Your objective: In the article on the European approval of the lower-strength Kaletra tablet, reproduce the passage that begins at "The oral formulation" and ends after "children in developing countries.", changing "refrigeration" to "cold storage".

Excerpted passage:
European regulators have followed in the footsteps of their counterparts across the Atlantic by giving the all clear to Abbott Laboratories’ lower-strength version of Kaletra for children with HIV.

The European Medicines Agency has given its seal of approval to the new lower-strength tablet formulation of Kaletra/Aluvia (100mg of lopinavir and 25mg of ritonavir, half the adult dose), which Abbott says is a “critical step” in its efforts to “expedite registration filings for the lower-strength tablet formulation in countries around the world, including in developing countries where more than 2 million of the estimated 2.3 million children worldwide with HIV/AIDS live”.

This is because the nod from the European Commission has wider implications than ‘merely’ allowing the drug to be sold in Europe, as it is also necessary for obtaining a Certificate of Pharmaceutical Product (CPP), which is often needed for regulatory filing in developing countries. Abbott says it has been working with countries on an individual basis to negotiate submissions before the CPP is available in order to speed up review times.

The oral formulation of Kaletra has been on the market since 2000, but according to Abbott the lower-strength pill will be of great benefit to children living with HIV worldwide, as it offers advantages of more convenient dosing “without compromising efficacy”, does not require refrigeration and can be taken with or without a meal, which the company stresses especially important in delivering such drugs to children in developing countries.

A ‘significant breakthrough’
“The lower-strength Kaletra formulation is the first and only co-formulated protease inhibitor tablet that can be used in children of appropriate age, weight or body surface area, representing a significant breakthrough for clinicians treating children with HIV in both developed and developing countries,” said Carlo Giaquinto from the Department of Pediatrics, University of Padua, Italy, and chair of the Pediatric European Network for Treatment of AIDS, commenting on its approval.

Abbott says it intends to make the new version available globally as broadly as the already-approved tablet which, at 155 countries, will be one of the most, if not the most, widely registered HIV medicines in developing countries. The price of lower-strength tablet will be half the price of the full-strength one.

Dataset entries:
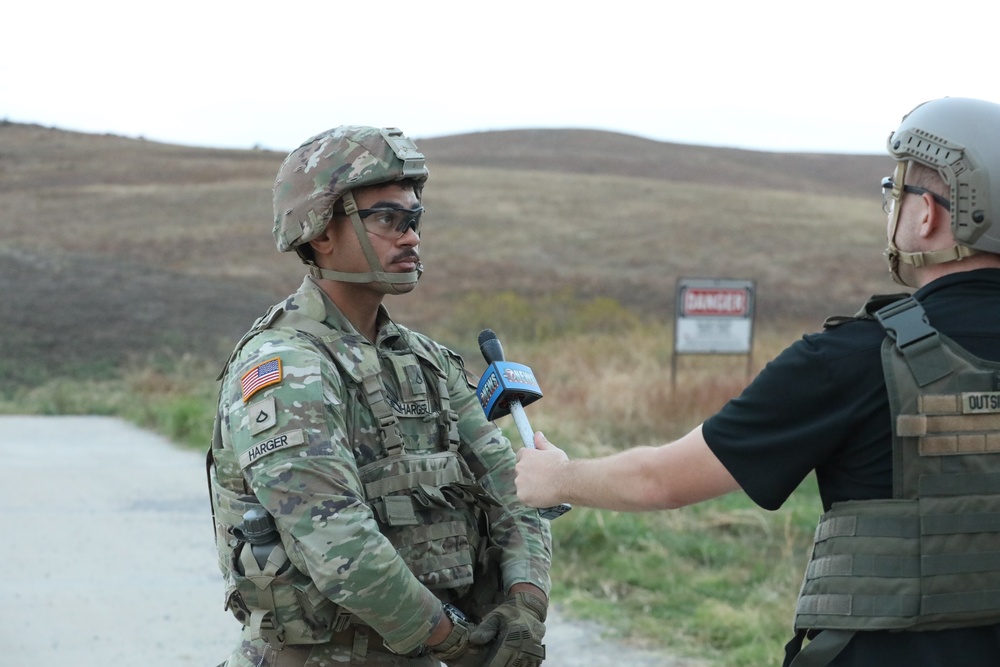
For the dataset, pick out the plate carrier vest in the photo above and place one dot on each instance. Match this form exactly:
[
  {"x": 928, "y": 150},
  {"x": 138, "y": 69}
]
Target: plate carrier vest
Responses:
[
  {"x": 929, "y": 557},
  {"x": 430, "y": 499}
]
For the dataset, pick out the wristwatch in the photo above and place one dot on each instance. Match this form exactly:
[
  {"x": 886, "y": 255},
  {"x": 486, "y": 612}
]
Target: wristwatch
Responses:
[
  {"x": 454, "y": 614},
  {"x": 459, "y": 633}
]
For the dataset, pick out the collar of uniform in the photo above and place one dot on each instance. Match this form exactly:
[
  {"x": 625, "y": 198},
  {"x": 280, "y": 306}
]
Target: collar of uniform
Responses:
[{"x": 388, "y": 334}]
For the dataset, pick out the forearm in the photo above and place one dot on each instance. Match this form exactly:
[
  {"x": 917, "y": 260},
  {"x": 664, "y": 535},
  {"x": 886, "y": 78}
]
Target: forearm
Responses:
[
  {"x": 635, "y": 480},
  {"x": 624, "y": 482}
]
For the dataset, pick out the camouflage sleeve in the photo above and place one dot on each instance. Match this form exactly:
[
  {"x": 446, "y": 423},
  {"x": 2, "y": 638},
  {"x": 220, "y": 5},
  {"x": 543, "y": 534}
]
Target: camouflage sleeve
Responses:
[
  {"x": 523, "y": 536},
  {"x": 291, "y": 439}
]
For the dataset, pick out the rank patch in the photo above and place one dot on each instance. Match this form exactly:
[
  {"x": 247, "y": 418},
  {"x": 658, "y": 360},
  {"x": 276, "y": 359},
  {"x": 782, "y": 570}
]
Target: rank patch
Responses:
[
  {"x": 260, "y": 376},
  {"x": 263, "y": 415}
]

Solution to this problem:
The oral formulation of Kaletra has been on the market since 2000, but according to Abbott the lower-strength pill will be of great benefit to children living with HIV worldwide, as it offers advantages of more convenient dosing “without compromising efficacy”, does not require cold storage and can be taken with or without a meal, which the company stresses especially important in delivering such drugs to children in developing countries.